-- Start Data --

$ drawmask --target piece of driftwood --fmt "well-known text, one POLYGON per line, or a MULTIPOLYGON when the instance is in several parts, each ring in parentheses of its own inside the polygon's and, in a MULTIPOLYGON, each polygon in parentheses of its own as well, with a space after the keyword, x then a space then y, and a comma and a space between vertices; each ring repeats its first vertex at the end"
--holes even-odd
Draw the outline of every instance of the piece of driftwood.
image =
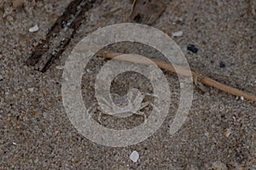
POLYGON ((162 0, 134 0, 130 18, 137 23, 152 25, 165 9, 162 0))
POLYGON ((26 65, 46 71, 54 60, 61 55, 71 38, 81 25, 84 13, 93 7, 96 0, 74 0, 52 26, 46 39, 39 44, 27 59, 26 65))

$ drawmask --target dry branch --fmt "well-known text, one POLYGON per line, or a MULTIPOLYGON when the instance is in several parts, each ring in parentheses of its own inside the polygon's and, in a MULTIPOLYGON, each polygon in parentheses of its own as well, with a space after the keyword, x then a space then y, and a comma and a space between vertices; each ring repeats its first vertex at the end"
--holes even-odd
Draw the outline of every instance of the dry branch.
MULTIPOLYGON (((105 52, 103 54, 101 54, 102 56, 108 58, 108 59, 114 59, 115 57, 117 57, 120 54, 114 54, 114 53, 110 53, 110 52, 105 52)), ((125 55, 127 57, 125 60, 122 59, 122 60, 133 62, 133 63, 138 63, 138 64, 151 65, 151 63, 147 62, 147 60, 141 60, 138 57, 137 57, 136 55, 132 55, 132 54, 125 54, 125 55)), ((195 70, 192 70, 191 74, 190 74, 189 71, 188 71, 187 69, 185 69, 182 66, 177 65, 177 66, 175 66, 177 68, 177 70, 175 70, 175 68, 169 63, 166 63, 164 61, 160 61, 160 60, 151 60, 154 61, 161 69, 165 69, 171 72, 174 72, 178 75, 182 75, 182 76, 190 76, 192 74, 194 81, 196 80, 205 85, 213 87, 217 89, 219 89, 221 91, 226 92, 230 94, 233 94, 235 96, 240 96, 240 97, 243 97, 247 99, 256 101, 256 96, 254 94, 248 94, 248 93, 241 91, 237 88, 235 88, 230 87, 228 85, 223 84, 221 82, 217 82, 212 78, 209 78, 207 76, 205 76, 204 74, 200 73, 199 71, 196 71, 195 70)))

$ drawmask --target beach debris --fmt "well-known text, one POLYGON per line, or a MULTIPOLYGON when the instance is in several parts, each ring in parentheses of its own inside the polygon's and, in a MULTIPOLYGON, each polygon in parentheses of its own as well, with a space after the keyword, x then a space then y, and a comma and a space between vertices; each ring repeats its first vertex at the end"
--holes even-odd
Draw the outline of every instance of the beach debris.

-- End Data --

**Written task:** Could you rewrite every non-blank line of the listing above as a Markdown table with the columns "Row" and "Listing line", leaving the pictures out of your answer?

**Correct result:**
| Row | Listing line |
|---|---|
| 1 | $ drawmask --target piece of driftwood --fmt "well-known text, one POLYGON per line, or a MULTIPOLYGON when the instance is in several parts, each ring in parentheses of its own inside the polygon's and, in a MULTIPOLYGON, each polygon in parentheses of its own as well, with a space after the keyword, x then a space then y, and a comma and a space between vertices; each ring repeats its first vertex at the end" |
| 2 | --holes even-odd |
| 3 | Draw the outline of every instance of the piece of driftwood. |
| 4 | image = |
| 5 | POLYGON ((162 0, 134 0, 130 18, 137 23, 152 25, 165 9, 162 0)) |
| 6 | POLYGON ((26 65, 46 71, 54 60, 61 55, 71 38, 81 25, 84 13, 93 7, 96 0, 74 0, 52 26, 46 39, 39 44, 27 59, 26 65)) |
| 7 | $ drawmask --target dry branch --fmt "well-known text, one POLYGON per line, or a MULTIPOLYGON when the instance is in several parts, each ring in parentheses of its own inside the polygon's and, in a MULTIPOLYGON, each polygon in parentheses of its own as well, with a space after the keyword, x then a space then y, and a comma and a space between vertices; each ring repeats its first vertex at the end" |
| 8 | --holes even-odd |
| 9 | Draw the outline of every instance of the dry branch. |
| 10 | MULTIPOLYGON (((105 52, 103 54, 101 54, 102 56, 108 58, 108 59, 114 59, 115 57, 117 57, 120 54, 114 54, 114 53, 110 53, 110 52, 105 52)), ((125 55, 127 57, 125 60, 122 59, 122 60, 133 62, 133 63, 138 63, 138 64, 151 65, 151 63, 147 62, 147 60, 141 60, 138 57, 137 57, 136 55, 132 55, 132 54, 125 54, 125 55)), ((195 70, 192 70, 191 74, 190 74, 189 71, 188 71, 187 69, 185 69, 182 66, 177 65, 177 66, 175 66, 177 68, 177 70, 175 70, 175 68, 169 63, 166 63, 164 61, 160 61, 160 60, 151 60, 154 61, 161 69, 165 69, 171 72, 174 72, 178 75, 182 75, 182 76, 190 76, 192 74, 194 81, 196 80, 205 85, 213 87, 217 89, 219 89, 221 91, 226 92, 230 94, 233 94, 235 96, 240 96, 240 97, 243 97, 247 99, 256 101, 256 96, 254 94, 248 94, 248 93, 241 91, 237 88, 235 88, 230 87, 228 85, 223 84, 221 82, 217 82, 212 78, 209 78, 207 76, 205 76, 204 74, 200 73, 199 71, 196 71, 195 70))) |
| 11 | $ drawmask --target beach debris --fmt "well-known text, one POLYGON per line, or a MULTIPOLYGON when the instance is in several parts, each ring in parentheses of its own inside the polygon's and, in a MULTIPOLYGON, each polygon in parentheses of its own as well, with a space after the keyword, x then a space then y, and a comma and a space between vertices; each ring repeats its first vertex at the end" |
| 12 | --holes even-odd |
| 13 | Draw the outline of every instance of the beach debris. |